*** Opening of Task material ***
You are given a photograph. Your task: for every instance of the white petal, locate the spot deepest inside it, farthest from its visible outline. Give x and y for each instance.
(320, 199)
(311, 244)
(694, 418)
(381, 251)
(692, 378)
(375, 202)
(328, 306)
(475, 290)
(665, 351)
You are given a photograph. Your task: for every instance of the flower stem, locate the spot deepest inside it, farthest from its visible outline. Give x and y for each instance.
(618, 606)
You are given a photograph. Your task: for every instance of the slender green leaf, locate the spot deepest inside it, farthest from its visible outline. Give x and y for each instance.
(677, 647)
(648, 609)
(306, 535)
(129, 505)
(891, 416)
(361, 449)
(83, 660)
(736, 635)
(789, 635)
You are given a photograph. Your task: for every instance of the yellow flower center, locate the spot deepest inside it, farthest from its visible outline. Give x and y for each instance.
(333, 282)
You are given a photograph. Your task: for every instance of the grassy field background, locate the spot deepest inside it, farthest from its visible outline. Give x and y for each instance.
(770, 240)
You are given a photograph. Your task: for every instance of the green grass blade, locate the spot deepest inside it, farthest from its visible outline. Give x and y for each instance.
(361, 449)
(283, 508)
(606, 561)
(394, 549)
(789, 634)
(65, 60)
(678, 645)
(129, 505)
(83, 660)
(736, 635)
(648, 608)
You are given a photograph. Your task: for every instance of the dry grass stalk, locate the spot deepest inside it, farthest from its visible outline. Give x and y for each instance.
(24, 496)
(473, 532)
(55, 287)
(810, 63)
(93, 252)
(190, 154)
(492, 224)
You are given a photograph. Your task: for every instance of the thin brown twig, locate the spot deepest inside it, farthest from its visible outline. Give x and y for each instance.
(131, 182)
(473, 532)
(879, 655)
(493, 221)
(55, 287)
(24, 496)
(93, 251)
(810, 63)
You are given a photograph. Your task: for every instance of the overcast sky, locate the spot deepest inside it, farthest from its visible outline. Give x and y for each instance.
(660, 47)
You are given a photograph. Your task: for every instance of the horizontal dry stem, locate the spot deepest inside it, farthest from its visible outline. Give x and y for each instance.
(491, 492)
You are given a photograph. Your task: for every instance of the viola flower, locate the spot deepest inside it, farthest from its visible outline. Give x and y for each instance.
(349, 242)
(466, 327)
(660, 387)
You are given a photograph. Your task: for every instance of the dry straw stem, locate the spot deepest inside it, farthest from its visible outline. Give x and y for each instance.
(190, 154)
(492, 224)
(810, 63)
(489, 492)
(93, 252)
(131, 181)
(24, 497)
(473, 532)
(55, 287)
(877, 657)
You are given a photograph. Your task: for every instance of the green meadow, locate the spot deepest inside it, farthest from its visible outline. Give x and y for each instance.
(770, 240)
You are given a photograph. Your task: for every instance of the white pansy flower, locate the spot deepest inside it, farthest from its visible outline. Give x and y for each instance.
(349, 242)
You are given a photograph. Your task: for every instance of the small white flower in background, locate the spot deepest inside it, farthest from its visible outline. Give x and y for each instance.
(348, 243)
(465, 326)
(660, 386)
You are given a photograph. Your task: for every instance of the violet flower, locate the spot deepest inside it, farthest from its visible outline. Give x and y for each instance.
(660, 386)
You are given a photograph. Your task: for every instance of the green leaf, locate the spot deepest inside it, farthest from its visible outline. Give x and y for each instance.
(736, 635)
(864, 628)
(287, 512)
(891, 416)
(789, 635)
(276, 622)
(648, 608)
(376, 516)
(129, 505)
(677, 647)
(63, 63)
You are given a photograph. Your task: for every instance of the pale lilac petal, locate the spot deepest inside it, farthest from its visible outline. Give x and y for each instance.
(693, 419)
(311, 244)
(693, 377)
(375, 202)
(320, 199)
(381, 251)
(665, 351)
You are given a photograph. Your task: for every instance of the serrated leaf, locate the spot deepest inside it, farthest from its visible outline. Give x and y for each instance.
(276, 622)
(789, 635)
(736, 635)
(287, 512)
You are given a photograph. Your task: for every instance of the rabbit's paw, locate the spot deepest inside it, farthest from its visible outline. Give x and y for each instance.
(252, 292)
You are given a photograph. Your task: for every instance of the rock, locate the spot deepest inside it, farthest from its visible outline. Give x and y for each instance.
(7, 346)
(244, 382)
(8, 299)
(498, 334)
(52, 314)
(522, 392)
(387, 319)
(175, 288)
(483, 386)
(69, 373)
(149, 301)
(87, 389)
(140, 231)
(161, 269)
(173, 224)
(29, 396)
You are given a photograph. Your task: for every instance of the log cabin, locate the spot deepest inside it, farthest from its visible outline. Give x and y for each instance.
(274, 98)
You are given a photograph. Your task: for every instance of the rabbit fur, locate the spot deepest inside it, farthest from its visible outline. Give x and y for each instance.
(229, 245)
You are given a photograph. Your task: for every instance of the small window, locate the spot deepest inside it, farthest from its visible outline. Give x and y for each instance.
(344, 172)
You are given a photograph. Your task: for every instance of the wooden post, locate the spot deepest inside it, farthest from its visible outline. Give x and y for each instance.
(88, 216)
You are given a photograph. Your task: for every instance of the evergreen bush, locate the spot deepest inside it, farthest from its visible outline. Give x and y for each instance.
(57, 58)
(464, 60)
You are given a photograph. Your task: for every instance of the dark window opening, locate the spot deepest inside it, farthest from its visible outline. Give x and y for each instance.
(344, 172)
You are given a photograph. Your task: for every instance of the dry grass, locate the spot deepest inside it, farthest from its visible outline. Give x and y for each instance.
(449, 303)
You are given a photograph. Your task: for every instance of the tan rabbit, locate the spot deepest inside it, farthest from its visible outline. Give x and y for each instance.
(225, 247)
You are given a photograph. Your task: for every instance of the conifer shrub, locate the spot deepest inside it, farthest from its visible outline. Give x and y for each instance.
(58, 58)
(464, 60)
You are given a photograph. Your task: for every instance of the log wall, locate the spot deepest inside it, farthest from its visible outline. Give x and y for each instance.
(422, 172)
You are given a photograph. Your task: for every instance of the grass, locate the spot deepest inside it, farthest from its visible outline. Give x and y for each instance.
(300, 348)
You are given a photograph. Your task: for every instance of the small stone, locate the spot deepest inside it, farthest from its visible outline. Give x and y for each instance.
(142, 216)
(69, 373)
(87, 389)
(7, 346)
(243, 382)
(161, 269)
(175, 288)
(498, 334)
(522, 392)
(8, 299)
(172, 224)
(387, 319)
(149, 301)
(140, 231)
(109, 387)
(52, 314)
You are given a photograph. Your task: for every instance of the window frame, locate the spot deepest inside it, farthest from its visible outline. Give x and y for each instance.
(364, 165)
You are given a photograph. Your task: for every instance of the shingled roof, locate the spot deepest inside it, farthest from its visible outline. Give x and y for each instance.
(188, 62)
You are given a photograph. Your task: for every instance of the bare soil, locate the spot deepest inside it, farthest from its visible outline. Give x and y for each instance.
*** Close of Task material ***
- Problem -
Repeat each of the entries above precisely as given.

- Result for this exercise -
You are given a photograph. Your task: for every instance of the white petal, locate the spot deepest inside it, farthest from its visible outline. Give x and y for each instance.
(320, 199)
(311, 244)
(694, 418)
(381, 251)
(692, 378)
(375, 202)
(328, 306)
(475, 290)
(665, 351)
You are given a photograph. Your task: for every instance of the flower stem, locate the spot deepest inside it, farthest from its visible outline. Give x and y for each instance.
(618, 606)
You are given a photograph. Your task: for every instance of the slender green leaf, locate the spot deepest inside it, farthest from its visible outline. Give x and y for each instance.
(677, 647)
(648, 609)
(306, 535)
(129, 505)
(891, 416)
(361, 449)
(83, 660)
(736, 635)
(789, 635)
You are given a photograph. Your task: for every instance of the yellow flower center, locate the spot deepest inside it, farthest from its visible outline. Give x and y for each instance.
(333, 282)
You are given a photograph. Your task: for every instance of the grassy field background, locate the spot deepest inside it, farthest from its visible outline. Give x and y for each instance.
(770, 240)
You are given a photograph. Your task: for every instance of the green grass blade, locate the spot deepest inside it, farthest from its visible outline. Give x and y for each instance.
(361, 449)
(283, 508)
(606, 561)
(394, 549)
(789, 634)
(65, 60)
(678, 645)
(129, 505)
(83, 660)
(736, 635)
(648, 608)
You are given a photograph. Your task: for every instance of the dry grass stalk, locate the spot deepest inside it, farthest from its visible outline. Give x and y for each instance.
(24, 496)
(473, 532)
(55, 287)
(810, 63)
(93, 252)
(190, 154)
(492, 224)
You are given a photograph. Your task: for every instance of the thin brown twig, locate the spot deepest inside it, farthest from its visible outline. Give x and y for each instance.
(131, 182)
(473, 532)
(879, 655)
(493, 221)
(55, 287)
(24, 496)
(93, 251)
(810, 63)
You are given a photograph. Your task: for every instance of the overcast sky, locate the spot deepest inside it, farthest from its visible outline. Give x and y for each instance.
(660, 47)
You are given a photograph. Your task: for every instance of the horizontal dry stem, locate the spot deepest inside it, farthest from its visible outline. Give x and y for each instance.
(491, 492)
You are given a photograph. Your task: for every instance of the viola flower, locate the spot deepest inside it, farthest from its visible outline. Give x and y for each instance.
(349, 242)
(466, 327)
(660, 387)
You are given a photograph. Your task: for every instance of the dry straw stem, locate the spot deepest inside it, farthest from its visible outline. Give x and y for each instance.
(190, 154)
(492, 224)
(810, 63)
(489, 492)
(93, 252)
(131, 181)
(24, 497)
(473, 532)
(55, 287)
(877, 657)
You are given a photograph. Your task: for every instance of the green meadow, locate the spot deepest inside it, farthest from its visible outline. Give x and y for each instance.
(770, 240)
You are given a photograph. Your task: for every instance of the white pansy flower, locate the spot deepest inside it, farthest from its visible outline. Give x and y for each instance.
(349, 242)
You are given a photograph. Your task: for every instance of the small white flower in background, locate the spot deepest inside it, farthest from its visible outline. Give x and y for each instance.
(348, 243)
(465, 326)
(660, 386)
You are given a photograph. Your task: for every instance of the violet flower, locate the spot deepest inside it, farthest from its visible outline. Give x and y for each instance.
(660, 386)
You are given a photograph. Your task: for every instance of the green leaf, locate the spot deepest inside it, farthest from its visible outline. Give x and y for each instance.
(736, 635)
(864, 628)
(287, 512)
(891, 416)
(789, 635)
(276, 622)
(648, 608)
(376, 516)
(129, 505)
(677, 647)
(63, 63)
You are given a photograph. Your task: for every instance of the pale lilac petal, locate the spot deepest inside it, farthest from its visible outline. Give x and y for each instance.
(693, 419)
(311, 244)
(693, 377)
(375, 202)
(320, 199)
(381, 251)
(665, 351)
You are given a photograph. Your task: for every instance of the serrated leaf, locate the spot deepest inside it, farthest from its visible outline. Give x and y for each instance.
(276, 622)
(789, 635)
(736, 635)
(287, 512)
You are given a photograph. Your task: for every instance of the rabbit's paw, locate the spot deepest inside it, farthest from its visible outline. Give x and y for each instance.
(252, 292)
You are given a photograph. Your task: for every instance of the rock, locate the spot deepest inside it, farthest from its visible outline. Give x and y for each instance.
(7, 346)
(244, 382)
(8, 299)
(498, 334)
(52, 314)
(522, 392)
(387, 319)
(175, 288)
(483, 386)
(69, 373)
(149, 301)
(87, 389)
(140, 231)
(161, 269)
(173, 224)
(29, 396)
You are given a photograph. Your task: for every instance of the log cabin, locate the spot deepest inside it, farthest from its visible outline. Give x and y for each instance.
(274, 98)
You are given a photograph. Your task: for every instance of the rabbit fur, locate the spot deepest inside it, farthest from its visible outline. Give x and y for each instance.
(229, 245)
You are given a photograph. Your task: for every instance of the small window, locate the spot deepest inside it, farthest from its visible outline. Give x and y for each instance.
(344, 172)
You are given a photograph. Your task: for every instance of the wooden post, locate the spot deepest inside it, farthest from its visible outline. Give x and y for each instance.
(88, 216)
You are given a photograph. Your task: for every instance of the evergreen bush, locate the spot deepest inside it, farthest from its visible outline. Give x and y for each instance.
(57, 58)
(464, 60)
You are given a photograph. Your task: for every instance of the dark window opening, locate the spot deepest inside it, farthest from its visible outline. Give x and y for each instance.
(344, 172)
You are given a photograph. Your task: for every instance of the dry grass, locate the spot deepest inside it, farthest from its visible outline. Give x and y for each instance.
(449, 303)
You are given a photograph. Your task: for every instance of the tan rabbit, locate the spot deepest inside it, farthest from its visible outline. Give x and y for each instance.
(225, 247)
You are given a photograph. Your task: for every instance of the conifer shrub, locate the spot deepest inside it, farthest from its visible outline. Give x and y for each instance.
(58, 58)
(464, 60)
You are given a photograph. Your task: for every instance of the log wall, locate the spot deepest inside it, farthest from its visible outline. Give x and y for each instance.
(422, 172)
You are given a photograph. Your task: for every instance of the grass, locate the spot deepest inside it, farthest from its visible outline. Give x and y for each instance.
(300, 348)
You are given a photograph. Your task: for every instance of the small stone, locate the spot deepest inside it, farthest from its visible outline. Give x and y for each instance.
(142, 216)
(69, 373)
(87, 389)
(7, 346)
(243, 382)
(161, 269)
(175, 288)
(498, 334)
(522, 392)
(8, 299)
(172, 224)
(387, 319)
(149, 301)
(140, 231)
(109, 387)
(52, 314)
You are given a photograph. Your task: for every instance of the window frame, locate the spot deepest inside it, farthest from its visible outline. Give x and y for each instance.
(364, 165)
You are given a photograph. Your task: for every instance of the shingled roof, locate the spot deepest inside it, farthest from its visible outline. Give x and y for each instance.
(188, 62)
You are given a photograph. Your task: for every instance of the bare soil, locate the spot deepest inside it, farthest from its visible outline. Give x and y for each instance.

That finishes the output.